ABOUT THIS EXERCISE: Across the data below, in how many lines does the word "woman" appear? Give only the number.

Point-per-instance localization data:
········
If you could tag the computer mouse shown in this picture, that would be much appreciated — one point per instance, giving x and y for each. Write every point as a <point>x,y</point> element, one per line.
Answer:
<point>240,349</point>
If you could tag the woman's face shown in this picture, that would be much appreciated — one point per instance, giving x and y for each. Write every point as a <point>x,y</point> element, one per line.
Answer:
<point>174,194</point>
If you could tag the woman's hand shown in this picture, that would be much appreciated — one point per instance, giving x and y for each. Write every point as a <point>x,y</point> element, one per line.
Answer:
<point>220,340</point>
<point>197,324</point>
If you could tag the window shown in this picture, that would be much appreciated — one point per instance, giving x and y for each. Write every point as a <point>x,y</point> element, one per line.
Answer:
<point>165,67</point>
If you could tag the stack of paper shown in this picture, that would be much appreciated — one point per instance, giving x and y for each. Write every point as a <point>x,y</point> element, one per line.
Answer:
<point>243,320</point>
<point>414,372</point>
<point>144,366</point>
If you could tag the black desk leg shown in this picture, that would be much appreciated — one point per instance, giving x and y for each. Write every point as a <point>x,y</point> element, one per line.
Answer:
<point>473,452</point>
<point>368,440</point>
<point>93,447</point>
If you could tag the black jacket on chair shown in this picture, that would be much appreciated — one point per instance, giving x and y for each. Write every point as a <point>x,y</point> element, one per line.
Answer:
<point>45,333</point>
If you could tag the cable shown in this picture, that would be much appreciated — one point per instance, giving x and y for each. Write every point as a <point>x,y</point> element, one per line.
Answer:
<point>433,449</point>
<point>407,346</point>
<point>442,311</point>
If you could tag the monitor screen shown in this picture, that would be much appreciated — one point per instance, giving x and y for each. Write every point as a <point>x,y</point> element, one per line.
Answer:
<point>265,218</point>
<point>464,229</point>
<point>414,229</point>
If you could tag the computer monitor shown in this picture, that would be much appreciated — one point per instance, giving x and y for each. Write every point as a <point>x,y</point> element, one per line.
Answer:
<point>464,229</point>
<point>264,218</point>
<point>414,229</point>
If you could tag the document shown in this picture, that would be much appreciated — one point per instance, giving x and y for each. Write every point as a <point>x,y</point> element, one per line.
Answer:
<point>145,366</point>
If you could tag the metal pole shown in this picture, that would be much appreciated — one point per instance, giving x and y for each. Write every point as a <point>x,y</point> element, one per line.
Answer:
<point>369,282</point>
········
ANSWER TO THIS TASK: 2